ACTIVITY | The line containing "Query: man in white t-shirt" and every line after it through the end of the records: return those exactly, and nothing more.
:: THE RECORDS ::
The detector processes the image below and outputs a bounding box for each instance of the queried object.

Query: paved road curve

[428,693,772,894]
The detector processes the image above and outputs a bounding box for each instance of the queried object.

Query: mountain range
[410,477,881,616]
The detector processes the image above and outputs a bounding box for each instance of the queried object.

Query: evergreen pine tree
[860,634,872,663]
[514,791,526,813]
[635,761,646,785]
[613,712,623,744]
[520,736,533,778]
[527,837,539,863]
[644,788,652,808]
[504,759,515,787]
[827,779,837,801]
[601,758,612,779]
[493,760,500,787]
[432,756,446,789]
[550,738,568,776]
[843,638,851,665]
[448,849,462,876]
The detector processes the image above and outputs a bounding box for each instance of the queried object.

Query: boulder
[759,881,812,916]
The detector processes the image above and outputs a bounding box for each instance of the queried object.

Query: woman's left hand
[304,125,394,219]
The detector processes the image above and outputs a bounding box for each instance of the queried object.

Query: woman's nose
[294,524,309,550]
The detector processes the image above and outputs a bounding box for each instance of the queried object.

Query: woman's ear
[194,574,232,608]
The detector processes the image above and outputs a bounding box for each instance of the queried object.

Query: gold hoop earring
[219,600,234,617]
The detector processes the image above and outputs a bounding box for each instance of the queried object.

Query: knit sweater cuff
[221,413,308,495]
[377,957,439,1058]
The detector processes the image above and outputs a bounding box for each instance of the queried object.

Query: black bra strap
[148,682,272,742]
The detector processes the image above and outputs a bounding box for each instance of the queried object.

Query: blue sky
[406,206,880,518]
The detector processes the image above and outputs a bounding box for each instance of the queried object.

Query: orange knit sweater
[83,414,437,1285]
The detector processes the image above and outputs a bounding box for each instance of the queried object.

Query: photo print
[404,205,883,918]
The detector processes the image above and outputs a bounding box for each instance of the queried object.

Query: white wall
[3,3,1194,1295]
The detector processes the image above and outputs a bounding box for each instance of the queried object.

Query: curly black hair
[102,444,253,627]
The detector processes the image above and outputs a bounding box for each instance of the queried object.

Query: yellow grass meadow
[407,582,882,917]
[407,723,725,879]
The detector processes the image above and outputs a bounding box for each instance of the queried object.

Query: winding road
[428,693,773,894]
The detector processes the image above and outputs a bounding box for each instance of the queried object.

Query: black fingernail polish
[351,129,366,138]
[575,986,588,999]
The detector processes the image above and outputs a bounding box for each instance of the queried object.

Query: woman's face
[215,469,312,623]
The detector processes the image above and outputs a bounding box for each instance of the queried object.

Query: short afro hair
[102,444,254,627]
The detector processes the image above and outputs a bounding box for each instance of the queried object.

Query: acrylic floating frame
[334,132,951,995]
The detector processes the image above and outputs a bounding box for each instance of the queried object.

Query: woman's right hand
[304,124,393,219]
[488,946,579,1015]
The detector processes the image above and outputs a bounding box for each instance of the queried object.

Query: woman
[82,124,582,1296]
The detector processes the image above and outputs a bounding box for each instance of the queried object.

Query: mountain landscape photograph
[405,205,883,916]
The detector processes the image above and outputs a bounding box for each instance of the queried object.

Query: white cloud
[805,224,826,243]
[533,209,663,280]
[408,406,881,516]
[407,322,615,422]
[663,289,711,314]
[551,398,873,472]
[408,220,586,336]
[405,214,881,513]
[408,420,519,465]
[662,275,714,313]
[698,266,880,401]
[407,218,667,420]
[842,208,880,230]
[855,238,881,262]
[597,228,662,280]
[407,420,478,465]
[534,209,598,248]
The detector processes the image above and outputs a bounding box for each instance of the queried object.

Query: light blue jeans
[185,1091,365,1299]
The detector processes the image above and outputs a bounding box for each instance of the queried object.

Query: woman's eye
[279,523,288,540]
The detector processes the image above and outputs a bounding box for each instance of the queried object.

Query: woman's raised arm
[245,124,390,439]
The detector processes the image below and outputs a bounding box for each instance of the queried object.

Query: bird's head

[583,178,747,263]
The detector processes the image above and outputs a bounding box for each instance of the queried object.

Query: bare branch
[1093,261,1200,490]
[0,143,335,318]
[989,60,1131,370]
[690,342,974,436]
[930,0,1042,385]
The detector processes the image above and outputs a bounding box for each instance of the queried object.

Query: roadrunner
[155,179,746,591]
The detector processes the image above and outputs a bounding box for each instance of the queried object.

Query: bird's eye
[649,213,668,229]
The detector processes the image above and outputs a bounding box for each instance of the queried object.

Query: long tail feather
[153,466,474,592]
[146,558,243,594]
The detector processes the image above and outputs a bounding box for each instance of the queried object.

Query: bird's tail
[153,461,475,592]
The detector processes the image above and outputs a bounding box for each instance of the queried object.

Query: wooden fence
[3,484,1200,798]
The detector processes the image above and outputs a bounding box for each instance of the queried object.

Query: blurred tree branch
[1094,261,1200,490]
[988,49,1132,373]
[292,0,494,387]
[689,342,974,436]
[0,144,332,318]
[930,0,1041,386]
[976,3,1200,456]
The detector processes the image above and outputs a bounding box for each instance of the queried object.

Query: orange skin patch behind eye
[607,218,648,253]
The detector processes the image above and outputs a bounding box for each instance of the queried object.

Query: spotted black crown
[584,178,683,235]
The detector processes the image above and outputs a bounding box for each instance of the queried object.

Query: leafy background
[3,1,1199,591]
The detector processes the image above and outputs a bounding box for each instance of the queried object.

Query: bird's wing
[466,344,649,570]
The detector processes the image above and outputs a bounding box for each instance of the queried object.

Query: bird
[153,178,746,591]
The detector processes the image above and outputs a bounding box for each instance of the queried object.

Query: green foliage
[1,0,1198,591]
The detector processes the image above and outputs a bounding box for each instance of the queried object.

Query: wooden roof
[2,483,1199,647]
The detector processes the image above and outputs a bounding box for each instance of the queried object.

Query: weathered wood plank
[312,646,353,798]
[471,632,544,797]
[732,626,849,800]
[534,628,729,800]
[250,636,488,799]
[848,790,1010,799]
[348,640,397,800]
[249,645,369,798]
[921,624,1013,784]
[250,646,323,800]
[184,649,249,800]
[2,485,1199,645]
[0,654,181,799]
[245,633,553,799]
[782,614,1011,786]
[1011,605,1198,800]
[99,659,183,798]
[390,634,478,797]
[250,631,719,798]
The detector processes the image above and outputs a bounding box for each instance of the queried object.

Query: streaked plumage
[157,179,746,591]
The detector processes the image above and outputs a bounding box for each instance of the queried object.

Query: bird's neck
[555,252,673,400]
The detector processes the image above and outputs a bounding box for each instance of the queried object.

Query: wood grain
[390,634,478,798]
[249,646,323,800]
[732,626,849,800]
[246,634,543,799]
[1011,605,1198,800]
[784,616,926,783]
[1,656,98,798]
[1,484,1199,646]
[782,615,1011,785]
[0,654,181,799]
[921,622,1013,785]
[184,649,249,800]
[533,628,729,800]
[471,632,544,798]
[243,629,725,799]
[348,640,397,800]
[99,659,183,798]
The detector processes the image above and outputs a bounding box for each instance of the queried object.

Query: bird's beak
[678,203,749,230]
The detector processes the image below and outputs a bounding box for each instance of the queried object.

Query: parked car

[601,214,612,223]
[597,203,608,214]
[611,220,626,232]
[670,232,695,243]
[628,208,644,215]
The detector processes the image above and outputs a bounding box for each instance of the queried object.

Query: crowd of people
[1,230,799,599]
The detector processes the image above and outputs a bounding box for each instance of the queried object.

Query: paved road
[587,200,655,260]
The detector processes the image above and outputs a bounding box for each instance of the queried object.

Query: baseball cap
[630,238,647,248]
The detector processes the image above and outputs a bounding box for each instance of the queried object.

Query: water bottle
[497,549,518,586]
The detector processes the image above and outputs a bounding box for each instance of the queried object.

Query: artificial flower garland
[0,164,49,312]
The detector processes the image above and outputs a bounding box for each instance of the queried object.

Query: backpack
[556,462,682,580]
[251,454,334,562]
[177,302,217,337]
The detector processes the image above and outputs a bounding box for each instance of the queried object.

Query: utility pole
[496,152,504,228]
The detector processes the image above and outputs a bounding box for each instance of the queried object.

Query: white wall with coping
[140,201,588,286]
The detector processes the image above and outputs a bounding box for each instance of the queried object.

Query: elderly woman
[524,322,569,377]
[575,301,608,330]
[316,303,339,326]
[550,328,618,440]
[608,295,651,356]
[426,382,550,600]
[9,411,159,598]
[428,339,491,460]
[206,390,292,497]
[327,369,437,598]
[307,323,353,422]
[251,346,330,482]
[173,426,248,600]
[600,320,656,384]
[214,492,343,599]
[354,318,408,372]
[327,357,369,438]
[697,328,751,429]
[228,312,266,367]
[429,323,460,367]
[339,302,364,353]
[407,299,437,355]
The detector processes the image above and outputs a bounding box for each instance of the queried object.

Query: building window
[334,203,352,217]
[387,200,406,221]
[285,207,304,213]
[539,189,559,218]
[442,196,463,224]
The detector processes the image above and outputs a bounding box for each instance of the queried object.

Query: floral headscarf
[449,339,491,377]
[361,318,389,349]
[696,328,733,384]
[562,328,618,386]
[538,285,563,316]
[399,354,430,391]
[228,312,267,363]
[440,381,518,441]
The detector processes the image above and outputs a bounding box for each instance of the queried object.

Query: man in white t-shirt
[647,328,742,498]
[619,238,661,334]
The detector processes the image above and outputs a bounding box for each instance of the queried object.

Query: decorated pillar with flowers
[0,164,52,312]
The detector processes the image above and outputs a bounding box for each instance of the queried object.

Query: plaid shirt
:::
SOLUTION FOR THIS TASK |
Query: man in white t-shirt
[647,328,742,498]
[619,238,661,334]
The detector processes the image above and outputs a bounding box for each instance of the queried object.

Query: decorated pillar with flowers
[0,164,52,312]
The detector processes the image above and outputs a bounding box for each instance of the queried object.

Query: plaid shirt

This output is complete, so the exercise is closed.